→ **Objective**
Copy out the data below, starting at the line that contains "of the roof" and continuing through the last line, with both of those lines included. Give only those lines, unchanged.

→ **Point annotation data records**
- - - -

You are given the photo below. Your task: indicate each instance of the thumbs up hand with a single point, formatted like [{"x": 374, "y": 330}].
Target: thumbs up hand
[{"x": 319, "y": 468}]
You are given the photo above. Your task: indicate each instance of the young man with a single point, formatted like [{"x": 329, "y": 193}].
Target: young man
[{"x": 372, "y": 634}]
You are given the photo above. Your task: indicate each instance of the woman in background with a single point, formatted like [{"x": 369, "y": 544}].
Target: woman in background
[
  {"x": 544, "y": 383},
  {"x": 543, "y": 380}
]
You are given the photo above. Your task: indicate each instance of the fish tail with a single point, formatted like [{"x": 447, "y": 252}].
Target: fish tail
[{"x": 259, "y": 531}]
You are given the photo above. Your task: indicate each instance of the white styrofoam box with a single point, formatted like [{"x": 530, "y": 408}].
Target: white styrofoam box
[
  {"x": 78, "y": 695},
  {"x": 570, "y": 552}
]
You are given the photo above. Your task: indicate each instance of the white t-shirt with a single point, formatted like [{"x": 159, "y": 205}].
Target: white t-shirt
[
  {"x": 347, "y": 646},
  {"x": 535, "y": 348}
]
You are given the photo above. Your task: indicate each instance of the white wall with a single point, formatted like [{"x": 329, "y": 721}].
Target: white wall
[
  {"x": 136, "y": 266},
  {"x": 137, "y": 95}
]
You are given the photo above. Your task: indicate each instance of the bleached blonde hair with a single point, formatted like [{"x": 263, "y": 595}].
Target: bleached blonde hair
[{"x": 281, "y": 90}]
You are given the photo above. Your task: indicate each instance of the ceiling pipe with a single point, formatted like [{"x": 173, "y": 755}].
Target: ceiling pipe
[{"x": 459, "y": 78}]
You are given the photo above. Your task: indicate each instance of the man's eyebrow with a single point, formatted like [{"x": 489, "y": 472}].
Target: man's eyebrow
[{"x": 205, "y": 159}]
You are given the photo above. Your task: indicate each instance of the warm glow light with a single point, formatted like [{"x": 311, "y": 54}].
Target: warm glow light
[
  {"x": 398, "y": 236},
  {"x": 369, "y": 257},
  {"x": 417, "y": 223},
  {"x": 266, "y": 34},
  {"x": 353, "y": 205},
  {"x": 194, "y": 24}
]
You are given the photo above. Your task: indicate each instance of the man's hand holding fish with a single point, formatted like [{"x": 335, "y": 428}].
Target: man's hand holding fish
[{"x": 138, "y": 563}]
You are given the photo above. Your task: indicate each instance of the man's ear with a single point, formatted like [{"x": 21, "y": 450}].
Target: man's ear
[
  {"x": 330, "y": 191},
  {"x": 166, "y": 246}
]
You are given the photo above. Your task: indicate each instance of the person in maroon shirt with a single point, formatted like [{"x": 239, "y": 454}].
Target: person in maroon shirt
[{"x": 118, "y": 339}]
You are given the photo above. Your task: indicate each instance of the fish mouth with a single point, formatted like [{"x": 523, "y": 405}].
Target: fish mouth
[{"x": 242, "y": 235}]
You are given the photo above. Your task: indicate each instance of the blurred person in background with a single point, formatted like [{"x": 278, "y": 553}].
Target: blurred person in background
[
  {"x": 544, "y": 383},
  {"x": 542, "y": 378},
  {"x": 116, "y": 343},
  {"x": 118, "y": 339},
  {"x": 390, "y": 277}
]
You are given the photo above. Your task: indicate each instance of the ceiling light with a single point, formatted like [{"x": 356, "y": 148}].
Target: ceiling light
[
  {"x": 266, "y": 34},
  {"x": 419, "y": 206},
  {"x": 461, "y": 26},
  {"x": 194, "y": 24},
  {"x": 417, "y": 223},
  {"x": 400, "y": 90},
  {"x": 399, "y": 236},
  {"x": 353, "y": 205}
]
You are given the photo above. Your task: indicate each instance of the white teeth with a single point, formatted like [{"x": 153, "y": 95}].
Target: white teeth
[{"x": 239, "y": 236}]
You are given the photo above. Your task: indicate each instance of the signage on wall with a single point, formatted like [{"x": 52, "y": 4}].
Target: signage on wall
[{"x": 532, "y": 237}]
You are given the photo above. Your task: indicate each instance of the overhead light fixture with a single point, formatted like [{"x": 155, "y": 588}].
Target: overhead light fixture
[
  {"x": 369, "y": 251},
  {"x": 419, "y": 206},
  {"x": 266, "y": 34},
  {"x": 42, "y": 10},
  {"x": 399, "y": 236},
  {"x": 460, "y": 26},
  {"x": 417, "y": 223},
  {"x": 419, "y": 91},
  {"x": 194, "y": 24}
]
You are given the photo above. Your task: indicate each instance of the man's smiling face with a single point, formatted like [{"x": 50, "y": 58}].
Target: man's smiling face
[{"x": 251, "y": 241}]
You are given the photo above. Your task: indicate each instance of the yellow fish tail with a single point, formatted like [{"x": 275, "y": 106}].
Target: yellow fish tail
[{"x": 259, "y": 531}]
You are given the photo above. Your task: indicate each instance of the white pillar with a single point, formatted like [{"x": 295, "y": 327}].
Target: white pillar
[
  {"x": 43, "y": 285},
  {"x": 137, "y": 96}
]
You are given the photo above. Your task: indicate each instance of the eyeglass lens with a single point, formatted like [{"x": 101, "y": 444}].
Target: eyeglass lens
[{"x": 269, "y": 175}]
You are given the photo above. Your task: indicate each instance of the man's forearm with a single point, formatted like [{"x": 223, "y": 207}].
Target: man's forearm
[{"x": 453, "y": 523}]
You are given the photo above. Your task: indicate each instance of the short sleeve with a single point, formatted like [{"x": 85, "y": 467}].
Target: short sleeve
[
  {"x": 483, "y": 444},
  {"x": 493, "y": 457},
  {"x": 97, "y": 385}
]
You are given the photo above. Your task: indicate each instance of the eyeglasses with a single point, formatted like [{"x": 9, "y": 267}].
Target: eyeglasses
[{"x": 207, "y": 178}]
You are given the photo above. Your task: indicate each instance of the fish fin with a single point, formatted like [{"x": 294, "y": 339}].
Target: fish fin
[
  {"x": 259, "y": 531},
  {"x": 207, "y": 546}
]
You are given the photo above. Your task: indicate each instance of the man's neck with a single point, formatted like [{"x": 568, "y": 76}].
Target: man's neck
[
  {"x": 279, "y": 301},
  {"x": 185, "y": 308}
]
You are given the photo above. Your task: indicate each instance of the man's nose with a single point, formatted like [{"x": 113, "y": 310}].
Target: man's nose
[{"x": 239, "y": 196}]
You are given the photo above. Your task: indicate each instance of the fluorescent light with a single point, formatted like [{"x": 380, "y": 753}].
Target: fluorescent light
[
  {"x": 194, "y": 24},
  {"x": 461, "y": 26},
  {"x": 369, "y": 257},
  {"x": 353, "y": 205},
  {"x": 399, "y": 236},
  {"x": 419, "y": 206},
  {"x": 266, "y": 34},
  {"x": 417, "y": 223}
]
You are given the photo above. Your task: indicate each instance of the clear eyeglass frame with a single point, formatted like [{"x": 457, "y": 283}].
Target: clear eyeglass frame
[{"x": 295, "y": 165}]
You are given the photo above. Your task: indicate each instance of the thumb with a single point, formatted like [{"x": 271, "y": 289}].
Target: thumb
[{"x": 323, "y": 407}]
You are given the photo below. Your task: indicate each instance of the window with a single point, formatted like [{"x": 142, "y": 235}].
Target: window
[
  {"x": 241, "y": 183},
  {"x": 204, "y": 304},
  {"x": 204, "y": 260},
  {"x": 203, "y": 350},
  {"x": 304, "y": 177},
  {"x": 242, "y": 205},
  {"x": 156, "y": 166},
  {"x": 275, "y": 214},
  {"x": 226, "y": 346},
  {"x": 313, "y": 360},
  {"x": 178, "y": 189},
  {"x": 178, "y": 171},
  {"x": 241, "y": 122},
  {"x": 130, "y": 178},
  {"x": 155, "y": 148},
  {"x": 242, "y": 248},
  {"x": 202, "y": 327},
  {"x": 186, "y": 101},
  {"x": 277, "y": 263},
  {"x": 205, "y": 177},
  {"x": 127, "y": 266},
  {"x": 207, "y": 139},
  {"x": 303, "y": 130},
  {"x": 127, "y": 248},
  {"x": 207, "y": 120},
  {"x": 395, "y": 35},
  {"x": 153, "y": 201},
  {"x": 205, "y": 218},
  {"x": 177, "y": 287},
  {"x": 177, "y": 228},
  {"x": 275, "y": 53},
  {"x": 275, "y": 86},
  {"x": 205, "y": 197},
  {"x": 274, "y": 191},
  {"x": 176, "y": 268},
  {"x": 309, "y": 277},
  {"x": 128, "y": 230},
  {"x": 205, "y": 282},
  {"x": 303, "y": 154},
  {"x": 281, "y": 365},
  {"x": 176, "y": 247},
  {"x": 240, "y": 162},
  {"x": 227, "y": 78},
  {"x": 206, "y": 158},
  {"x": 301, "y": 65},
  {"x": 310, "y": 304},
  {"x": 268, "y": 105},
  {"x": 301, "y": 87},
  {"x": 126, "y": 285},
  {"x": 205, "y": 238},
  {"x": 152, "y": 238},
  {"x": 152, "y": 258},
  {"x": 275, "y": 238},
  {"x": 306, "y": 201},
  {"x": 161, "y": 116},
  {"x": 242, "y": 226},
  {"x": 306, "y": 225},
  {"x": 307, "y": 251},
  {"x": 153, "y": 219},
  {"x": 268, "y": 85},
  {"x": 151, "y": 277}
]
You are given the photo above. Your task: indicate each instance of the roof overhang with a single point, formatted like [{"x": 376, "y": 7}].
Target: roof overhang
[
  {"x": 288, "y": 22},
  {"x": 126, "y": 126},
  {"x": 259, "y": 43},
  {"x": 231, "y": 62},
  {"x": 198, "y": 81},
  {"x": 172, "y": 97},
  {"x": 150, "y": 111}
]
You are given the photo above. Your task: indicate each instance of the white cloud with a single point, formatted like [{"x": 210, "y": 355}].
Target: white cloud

- - - -

→ **Full response**
You are given the photo above. Your task: indicate each instance of the roof overhang with a single point, formatted like [{"x": 376, "y": 7}].
Target: roof overhang
[
  {"x": 288, "y": 22},
  {"x": 126, "y": 126},
  {"x": 259, "y": 43},
  {"x": 231, "y": 62},
  {"x": 198, "y": 81},
  {"x": 172, "y": 97},
  {"x": 150, "y": 111}
]
You are given the photo above. Your task: indicate each instance of the white cloud with a single point, formatted like [{"x": 210, "y": 355}].
Target: white cloud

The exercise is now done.